-- start of ITEMS --

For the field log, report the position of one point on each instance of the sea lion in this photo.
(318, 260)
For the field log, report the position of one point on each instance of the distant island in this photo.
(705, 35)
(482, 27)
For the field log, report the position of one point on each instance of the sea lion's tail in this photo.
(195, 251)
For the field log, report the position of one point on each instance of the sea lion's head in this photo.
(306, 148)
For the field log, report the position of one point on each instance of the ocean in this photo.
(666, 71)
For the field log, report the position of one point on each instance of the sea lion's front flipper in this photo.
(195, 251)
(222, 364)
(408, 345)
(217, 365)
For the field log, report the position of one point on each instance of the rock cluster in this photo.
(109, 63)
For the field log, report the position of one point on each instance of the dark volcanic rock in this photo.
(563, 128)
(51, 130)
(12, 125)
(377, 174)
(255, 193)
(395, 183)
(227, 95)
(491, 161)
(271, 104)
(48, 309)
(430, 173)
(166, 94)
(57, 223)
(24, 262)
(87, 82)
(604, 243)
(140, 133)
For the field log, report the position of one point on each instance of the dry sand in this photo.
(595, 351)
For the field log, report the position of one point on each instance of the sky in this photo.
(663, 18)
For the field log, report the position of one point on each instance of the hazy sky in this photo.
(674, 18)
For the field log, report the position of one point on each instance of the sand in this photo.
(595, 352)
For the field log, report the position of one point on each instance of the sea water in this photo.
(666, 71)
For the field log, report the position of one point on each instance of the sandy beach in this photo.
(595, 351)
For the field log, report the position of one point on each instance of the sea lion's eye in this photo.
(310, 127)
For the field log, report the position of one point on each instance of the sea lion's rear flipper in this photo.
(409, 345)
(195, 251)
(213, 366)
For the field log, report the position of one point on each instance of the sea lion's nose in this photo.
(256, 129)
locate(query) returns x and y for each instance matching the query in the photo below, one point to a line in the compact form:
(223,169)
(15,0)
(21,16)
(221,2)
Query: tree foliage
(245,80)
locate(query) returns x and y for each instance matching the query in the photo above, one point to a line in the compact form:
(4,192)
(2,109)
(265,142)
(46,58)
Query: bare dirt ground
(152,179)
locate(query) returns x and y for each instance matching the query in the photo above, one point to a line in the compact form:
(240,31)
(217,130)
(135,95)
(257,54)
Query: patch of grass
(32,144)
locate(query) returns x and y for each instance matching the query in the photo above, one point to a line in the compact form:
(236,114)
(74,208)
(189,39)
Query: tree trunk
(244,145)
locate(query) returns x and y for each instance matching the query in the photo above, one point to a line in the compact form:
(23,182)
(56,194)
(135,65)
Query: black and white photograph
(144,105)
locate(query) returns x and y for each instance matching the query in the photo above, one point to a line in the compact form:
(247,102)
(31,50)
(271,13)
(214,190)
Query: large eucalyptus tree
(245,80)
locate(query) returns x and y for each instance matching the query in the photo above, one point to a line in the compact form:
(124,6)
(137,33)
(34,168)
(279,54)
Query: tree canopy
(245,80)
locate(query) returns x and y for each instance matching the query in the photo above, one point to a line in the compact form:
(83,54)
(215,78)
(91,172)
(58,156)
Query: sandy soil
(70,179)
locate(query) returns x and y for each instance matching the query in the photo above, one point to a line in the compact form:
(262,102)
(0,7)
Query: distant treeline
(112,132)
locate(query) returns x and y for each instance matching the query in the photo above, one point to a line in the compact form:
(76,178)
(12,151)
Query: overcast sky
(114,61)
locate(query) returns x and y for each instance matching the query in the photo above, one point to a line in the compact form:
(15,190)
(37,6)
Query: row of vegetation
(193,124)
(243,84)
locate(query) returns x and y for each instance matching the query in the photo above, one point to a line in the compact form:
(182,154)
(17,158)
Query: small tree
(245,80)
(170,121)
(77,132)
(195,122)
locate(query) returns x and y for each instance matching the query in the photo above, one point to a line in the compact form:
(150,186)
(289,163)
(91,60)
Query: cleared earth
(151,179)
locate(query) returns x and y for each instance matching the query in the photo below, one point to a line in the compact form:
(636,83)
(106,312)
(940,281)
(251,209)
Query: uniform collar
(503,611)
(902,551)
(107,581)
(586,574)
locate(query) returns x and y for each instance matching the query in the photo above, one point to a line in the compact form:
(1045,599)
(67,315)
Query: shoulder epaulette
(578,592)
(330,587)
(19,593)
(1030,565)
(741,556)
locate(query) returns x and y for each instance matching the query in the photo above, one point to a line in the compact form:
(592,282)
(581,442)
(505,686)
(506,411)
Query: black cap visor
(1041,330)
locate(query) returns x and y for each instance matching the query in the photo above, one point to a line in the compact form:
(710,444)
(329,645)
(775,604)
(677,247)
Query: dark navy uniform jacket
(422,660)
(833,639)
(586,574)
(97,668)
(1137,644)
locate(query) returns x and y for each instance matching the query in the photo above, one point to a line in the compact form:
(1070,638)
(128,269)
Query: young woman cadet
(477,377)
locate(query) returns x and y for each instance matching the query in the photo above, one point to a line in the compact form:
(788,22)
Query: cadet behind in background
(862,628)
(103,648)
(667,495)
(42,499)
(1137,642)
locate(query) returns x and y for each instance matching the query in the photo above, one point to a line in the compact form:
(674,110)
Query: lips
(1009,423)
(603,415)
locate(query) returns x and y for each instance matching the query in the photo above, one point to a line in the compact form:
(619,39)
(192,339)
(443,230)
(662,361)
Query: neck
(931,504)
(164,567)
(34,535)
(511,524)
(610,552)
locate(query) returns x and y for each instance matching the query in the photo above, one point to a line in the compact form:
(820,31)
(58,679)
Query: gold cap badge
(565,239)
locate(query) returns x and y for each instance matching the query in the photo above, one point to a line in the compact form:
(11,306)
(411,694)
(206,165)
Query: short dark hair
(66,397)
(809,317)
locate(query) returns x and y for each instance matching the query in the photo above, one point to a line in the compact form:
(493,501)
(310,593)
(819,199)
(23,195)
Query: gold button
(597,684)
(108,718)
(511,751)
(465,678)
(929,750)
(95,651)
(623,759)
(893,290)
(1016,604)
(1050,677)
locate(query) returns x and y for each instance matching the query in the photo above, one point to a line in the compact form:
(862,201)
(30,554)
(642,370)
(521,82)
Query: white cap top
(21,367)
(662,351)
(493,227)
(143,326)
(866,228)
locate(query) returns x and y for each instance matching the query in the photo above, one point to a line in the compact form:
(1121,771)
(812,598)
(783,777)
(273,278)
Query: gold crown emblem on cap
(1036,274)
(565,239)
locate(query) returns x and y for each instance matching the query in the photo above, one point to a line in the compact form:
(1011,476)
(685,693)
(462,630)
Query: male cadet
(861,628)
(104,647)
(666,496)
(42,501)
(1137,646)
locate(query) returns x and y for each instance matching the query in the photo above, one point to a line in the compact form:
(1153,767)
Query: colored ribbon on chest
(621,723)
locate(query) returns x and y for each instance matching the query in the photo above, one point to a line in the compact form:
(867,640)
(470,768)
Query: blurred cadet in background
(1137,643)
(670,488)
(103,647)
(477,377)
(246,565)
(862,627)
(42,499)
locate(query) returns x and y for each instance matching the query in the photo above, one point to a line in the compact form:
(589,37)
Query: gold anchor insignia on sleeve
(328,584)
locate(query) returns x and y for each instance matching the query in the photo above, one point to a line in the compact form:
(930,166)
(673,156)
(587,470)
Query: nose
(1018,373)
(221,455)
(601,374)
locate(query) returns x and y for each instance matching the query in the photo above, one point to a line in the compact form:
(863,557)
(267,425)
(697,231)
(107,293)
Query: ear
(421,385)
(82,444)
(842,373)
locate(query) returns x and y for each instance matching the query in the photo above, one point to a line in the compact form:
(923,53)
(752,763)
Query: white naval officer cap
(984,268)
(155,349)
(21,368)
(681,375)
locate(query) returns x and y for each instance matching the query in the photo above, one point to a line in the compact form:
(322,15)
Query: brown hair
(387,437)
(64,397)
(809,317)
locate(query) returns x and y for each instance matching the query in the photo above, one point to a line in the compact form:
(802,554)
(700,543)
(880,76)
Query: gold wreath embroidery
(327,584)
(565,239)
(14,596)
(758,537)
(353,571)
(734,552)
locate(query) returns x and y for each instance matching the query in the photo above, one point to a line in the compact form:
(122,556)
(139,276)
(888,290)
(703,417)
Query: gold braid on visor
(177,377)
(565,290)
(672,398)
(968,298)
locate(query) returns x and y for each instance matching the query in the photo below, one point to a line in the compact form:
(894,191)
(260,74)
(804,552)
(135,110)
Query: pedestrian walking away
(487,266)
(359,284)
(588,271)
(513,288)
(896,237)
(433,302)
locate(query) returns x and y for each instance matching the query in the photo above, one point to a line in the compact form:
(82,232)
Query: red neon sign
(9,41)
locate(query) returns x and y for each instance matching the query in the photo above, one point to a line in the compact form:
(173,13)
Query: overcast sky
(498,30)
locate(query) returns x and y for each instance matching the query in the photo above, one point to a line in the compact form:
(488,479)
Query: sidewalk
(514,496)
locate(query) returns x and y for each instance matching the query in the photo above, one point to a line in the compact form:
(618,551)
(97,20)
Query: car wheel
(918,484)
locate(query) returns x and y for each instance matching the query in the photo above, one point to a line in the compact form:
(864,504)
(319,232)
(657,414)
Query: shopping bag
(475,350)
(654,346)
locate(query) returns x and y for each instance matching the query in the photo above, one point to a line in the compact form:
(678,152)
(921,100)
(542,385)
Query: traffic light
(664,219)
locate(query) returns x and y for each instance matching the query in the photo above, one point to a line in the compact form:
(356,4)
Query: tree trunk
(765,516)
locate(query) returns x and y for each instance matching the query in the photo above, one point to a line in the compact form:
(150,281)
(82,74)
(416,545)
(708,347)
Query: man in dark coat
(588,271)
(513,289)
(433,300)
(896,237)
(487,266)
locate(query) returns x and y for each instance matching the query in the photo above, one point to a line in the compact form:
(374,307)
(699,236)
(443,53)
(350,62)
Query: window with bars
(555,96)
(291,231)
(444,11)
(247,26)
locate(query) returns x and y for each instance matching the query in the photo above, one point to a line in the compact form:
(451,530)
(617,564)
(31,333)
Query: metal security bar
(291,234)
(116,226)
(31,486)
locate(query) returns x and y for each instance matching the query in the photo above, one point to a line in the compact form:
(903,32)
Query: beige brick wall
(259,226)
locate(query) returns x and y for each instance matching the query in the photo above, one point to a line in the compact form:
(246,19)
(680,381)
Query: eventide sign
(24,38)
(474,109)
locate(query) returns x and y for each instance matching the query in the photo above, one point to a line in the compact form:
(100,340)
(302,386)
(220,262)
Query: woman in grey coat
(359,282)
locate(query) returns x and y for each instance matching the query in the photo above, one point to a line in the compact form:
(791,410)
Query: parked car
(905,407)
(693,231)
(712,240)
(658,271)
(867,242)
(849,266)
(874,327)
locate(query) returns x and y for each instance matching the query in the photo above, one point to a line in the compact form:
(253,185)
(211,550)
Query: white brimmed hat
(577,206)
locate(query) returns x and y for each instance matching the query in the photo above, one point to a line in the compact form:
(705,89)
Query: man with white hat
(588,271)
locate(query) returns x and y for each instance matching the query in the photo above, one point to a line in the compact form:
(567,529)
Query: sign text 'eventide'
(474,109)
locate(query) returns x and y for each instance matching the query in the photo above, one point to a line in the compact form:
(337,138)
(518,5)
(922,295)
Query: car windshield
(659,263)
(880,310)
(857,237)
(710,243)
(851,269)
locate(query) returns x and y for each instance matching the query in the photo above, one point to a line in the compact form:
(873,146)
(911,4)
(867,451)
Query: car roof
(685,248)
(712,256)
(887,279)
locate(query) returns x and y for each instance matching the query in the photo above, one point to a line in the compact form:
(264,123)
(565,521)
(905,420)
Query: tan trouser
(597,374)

-- end of ITEMS --

§ **GIVEN REQUEST**:
Show each line above that contains the word "background", copying every such line in full.

§ **COMPLETE ANSWER**:
Query: cadet behind in background
Query: blurred cadet in background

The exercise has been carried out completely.